Your objective> Reproduce the records that follow line for line, without the pictures.

Given information>
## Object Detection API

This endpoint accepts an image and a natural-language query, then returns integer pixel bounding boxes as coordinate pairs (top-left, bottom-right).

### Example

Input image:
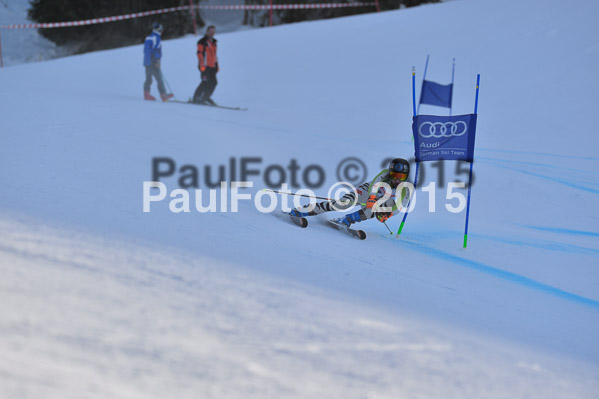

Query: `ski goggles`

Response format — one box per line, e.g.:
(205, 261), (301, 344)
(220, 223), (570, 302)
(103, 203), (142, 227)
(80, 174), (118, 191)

(389, 171), (408, 180)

Exercise output>
## Object Detection API

This endpoint accepts an image and a natural-language query, then returns integer pixel bounding boxes as coordinate pairs (top-left, bottom-right).

### Example

Input image:

Query: `ski goggles`

Response format — one box per line, e.g.:
(205, 261), (301, 344)
(220, 223), (570, 302)
(103, 203), (142, 227)
(80, 174), (118, 191)

(389, 171), (408, 180)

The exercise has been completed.